### Action item
Take the material below and restate it word for word, stopping after the line in which "<point>441,335</point>" occurs.

### Recorded information
=====
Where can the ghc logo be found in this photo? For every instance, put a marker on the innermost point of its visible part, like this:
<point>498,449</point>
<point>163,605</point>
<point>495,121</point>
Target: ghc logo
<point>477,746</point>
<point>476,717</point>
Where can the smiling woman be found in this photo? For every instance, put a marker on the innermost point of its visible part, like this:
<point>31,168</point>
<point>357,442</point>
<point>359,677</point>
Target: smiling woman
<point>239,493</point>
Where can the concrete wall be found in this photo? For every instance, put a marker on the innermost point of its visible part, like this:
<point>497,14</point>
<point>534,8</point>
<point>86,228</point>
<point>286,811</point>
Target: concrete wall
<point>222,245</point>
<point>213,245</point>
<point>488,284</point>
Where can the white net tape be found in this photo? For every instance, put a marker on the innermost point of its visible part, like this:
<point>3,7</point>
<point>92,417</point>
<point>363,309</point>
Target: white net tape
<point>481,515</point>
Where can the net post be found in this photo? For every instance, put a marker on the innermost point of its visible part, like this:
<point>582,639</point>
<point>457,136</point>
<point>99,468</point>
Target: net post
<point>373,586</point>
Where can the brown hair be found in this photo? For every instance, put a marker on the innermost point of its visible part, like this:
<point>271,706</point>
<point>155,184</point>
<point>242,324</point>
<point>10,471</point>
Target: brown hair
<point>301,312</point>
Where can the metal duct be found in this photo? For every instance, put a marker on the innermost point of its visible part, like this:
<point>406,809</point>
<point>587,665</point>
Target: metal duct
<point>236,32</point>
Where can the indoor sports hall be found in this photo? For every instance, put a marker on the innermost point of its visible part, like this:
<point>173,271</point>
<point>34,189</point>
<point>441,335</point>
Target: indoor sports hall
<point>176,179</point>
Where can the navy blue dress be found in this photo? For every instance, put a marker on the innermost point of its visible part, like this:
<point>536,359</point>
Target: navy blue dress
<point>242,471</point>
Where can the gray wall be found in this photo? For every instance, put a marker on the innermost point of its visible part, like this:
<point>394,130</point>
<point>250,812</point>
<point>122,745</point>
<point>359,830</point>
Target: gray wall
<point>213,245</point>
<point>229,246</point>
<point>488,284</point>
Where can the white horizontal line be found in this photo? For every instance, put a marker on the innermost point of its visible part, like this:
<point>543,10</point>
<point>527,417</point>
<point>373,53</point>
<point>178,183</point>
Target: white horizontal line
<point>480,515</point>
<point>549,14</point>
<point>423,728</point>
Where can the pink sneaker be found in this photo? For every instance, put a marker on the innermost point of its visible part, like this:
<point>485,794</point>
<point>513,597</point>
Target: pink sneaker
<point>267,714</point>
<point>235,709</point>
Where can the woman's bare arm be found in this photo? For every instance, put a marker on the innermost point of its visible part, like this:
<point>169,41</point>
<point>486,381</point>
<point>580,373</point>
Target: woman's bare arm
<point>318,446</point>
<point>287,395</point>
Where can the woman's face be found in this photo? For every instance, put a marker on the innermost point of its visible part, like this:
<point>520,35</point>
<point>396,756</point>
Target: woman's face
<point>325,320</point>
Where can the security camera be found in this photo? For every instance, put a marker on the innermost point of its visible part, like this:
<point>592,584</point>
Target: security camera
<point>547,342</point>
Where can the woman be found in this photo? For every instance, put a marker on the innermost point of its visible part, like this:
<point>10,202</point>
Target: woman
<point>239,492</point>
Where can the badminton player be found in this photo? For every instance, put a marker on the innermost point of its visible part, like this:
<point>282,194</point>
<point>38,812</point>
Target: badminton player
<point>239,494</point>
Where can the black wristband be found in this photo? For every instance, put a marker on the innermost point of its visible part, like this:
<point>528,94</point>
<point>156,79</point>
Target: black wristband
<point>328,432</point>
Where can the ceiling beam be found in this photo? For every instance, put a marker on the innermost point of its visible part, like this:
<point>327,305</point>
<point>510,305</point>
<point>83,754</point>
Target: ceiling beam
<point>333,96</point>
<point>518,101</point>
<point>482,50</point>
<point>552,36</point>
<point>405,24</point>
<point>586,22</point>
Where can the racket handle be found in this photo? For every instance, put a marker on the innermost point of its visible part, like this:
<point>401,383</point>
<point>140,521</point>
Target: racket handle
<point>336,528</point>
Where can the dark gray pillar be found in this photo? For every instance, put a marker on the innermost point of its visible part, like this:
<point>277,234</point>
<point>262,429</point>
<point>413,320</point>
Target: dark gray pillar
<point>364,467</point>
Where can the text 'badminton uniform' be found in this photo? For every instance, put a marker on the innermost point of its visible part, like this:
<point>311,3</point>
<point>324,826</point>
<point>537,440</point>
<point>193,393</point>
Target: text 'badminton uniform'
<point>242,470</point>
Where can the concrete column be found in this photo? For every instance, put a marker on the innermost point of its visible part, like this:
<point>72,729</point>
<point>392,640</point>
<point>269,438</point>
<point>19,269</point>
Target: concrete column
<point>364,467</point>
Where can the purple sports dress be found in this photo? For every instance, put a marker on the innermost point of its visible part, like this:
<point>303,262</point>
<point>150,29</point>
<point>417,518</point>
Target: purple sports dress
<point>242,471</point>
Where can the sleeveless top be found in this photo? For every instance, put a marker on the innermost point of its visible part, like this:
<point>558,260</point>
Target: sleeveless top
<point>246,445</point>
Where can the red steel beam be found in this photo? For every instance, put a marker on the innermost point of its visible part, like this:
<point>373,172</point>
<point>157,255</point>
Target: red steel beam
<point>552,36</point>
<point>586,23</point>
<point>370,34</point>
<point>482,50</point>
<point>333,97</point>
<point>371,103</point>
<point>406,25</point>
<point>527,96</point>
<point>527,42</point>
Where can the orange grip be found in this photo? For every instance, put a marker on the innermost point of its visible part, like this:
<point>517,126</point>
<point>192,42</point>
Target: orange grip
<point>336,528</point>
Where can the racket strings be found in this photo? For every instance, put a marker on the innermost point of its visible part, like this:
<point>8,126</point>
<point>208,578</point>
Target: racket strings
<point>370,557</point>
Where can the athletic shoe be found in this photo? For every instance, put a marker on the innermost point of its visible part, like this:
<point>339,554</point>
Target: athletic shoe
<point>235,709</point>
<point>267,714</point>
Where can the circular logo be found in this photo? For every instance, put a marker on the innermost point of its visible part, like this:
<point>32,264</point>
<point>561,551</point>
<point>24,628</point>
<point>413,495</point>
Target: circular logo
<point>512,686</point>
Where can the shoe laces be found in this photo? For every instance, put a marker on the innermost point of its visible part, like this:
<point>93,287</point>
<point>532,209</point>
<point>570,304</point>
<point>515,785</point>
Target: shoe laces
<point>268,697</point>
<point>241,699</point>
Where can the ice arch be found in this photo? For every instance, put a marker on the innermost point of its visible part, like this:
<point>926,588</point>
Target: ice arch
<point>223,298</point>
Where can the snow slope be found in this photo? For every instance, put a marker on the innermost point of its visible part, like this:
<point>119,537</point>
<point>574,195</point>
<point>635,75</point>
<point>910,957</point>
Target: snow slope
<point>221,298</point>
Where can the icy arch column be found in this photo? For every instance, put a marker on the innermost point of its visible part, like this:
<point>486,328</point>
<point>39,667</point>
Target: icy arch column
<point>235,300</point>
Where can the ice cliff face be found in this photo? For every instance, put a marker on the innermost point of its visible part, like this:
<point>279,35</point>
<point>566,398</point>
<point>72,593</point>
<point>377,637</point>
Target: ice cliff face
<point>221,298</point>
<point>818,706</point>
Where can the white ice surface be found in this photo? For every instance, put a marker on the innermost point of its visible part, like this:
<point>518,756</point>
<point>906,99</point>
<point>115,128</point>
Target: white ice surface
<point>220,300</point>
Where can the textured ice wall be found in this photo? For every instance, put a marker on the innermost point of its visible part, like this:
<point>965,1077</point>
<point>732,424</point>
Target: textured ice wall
=====
### Reply to the task
Where can the ghc logo be found in this photo? For every instance, put a marker on the innermost point of its visible part, like this:
<point>498,449</point>
<point>163,605</point>
<point>495,121</point>
Target: ghc logo
<point>477,746</point>
<point>476,717</point>
Where can the smiling woman be found in this photo? For every instance, put a marker on the innermost point of its visible part, like this:
<point>31,168</point>
<point>357,442</point>
<point>359,677</point>
Target: smiling woman
<point>239,493</point>
Where can the concrete wall be found in this photo? For every instance, put a marker on the innermost point of its visible part, like this:
<point>497,14</point>
<point>534,8</point>
<point>86,228</point>
<point>286,811</point>
Target: concrete wall
<point>222,245</point>
<point>213,245</point>
<point>488,284</point>
Where can the white net tape be found in this photo? For every instance, put a marker on the innermost point of its visible part, like this:
<point>3,7</point>
<point>92,417</point>
<point>363,309</point>
Target: white net tape
<point>481,515</point>
Where can the net post be found in this photo? For every instance, put a marker on the innermost point of its visible part, like this:
<point>582,639</point>
<point>457,136</point>
<point>99,468</point>
Target: net post
<point>373,586</point>
Where can the brown hair be found in this photo? For every instance, put a marker on the innermost point of its visible part, like this:
<point>271,706</point>
<point>155,184</point>
<point>242,324</point>
<point>10,471</point>
Target: brown hair
<point>301,312</point>
Where can the metal duct be found in this photo? For every instance, put a marker on the innermost point of its visible part, like this:
<point>406,809</point>
<point>587,665</point>
Target: metal duct
<point>236,32</point>
Where can the indoor sports hall be found in this photo? For every instance, put a marker on the innermost point of its visible part, like this:
<point>173,271</point>
<point>34,189</point>
<point>441,335</point>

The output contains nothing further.